▸ Belge Alıntısı:
--------------------

Yargıtay 15. Hukuk Dairesi 2012/3059 Esas 2012/6604 Karar Sayılı İlamı

Abaküs Yazılım
15. Hukuk Dairesi
Esas No: 2012/3059
Karar No: 2012/6604
Karar Tarihi: 18.10.2012

Yargıtay 15. Hukuk Dairesi 2012/3059 Esas 2012/6604 Karar Sayılı İlamı

15. Hukuk Dairesi         2012/3059 E.  ,  2012/6604 K.

    "İçtihat Metni"

    Mahkemesi :Ticaret Mahkemesi

    Yukarıda tarih ve numarası yazılı hükmün temyizen tetkiki davacı vekili tarafından istenmiş ve temyiz dilekçesinin süresi içinde verildiği anlaşılmış, eksiklik nedeniyle mahalline iade edilen dosya ikmal edilerek gelmiş olmakla dosyadaki kağıtlar okundu gereği konuşulup düşünüldü:

    - K A R A R -

    Dava, tapu iptâli ve tescili; olmadığı takdirde maddi tazminatın tahsili ve yanlar arasındaki sözleşmenin geriye etkili sonuç doğurur şekilde feshine karar verilmesi istemine ilişkindir. Mahkemece, davanın reddine karar verilmiş, verilen karar davacı vekilince temyiz edilmiştir.

--------------------

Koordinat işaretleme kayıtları
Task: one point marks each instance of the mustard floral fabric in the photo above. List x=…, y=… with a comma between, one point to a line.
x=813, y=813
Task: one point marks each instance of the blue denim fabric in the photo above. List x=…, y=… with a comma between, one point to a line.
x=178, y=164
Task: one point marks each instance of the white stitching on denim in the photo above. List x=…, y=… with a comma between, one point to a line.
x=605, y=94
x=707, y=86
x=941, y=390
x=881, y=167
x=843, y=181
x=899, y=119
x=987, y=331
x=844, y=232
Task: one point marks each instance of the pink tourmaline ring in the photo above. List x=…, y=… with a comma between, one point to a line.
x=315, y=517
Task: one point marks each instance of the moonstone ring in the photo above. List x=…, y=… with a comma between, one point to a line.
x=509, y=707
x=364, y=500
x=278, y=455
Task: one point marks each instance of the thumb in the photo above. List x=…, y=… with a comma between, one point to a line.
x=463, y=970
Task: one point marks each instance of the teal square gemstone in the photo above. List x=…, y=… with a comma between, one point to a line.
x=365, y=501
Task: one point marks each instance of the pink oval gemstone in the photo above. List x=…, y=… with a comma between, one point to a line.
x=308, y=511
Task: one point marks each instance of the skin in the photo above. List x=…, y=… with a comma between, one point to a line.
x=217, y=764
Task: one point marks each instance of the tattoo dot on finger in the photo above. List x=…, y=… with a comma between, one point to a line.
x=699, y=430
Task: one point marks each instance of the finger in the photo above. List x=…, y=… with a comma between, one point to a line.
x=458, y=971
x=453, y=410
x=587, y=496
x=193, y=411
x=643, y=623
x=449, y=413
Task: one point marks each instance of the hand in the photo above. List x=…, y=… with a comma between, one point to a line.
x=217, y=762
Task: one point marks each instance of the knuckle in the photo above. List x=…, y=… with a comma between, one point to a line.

--------------------

▸ Alıştırma Yönergesi: Yukarıdaki Yargıtay kararını baştan sona, tek kelimesini değiştirmeden alıntılayın.

▸ Yanıt:
Yargıtay 15. Hukuk Dairesi 2012/3059 Esas 2012/6604 Karar Sayılı İlamı

Abaküs Yazılım
15. Hukuk Dairesi
Esas No: 2012/3059
Karar No: 2012/6604
Karar Tarihi: 18.10.2012

Yargıtay 15. Hukuk Dairesi 2012/3059 Esas 2012/6604 Karar Sayılı İlamı

15. Hukuk Dairesi         2012/3059 E.  ,  2012/6604 K.

    "İçtihat Metni"

    Mahkemesi :Ticaret Mahkemesi

    Yukarıda tarih ve numarası yazılı hükmün temyizen tetkiki davacı vekili tarafından istenmiş ve temyiz dilekçesinin süresi içinde verildiği anlaşılmış, eksiklik nedeniyle mahalline iade edilen dosya ikmal edilerek gelmiş olmakla dosyadaki kağıtlar okundu gereği konuşulup düşünüldü:

    - K A R A R -

    Dava, tapu iptâli ve tescili; olmadığı takdirde maddi tazminatın tahsili ve yanlar arasındaki sözleşmenin geriye etkili sonuç doğurur şekilde feshine karar verilmesi istemine ilişkindir. Mahkemece, davanın reddine karar verilmiş, verilen karar davacı vekilince temyiz edilmiştir.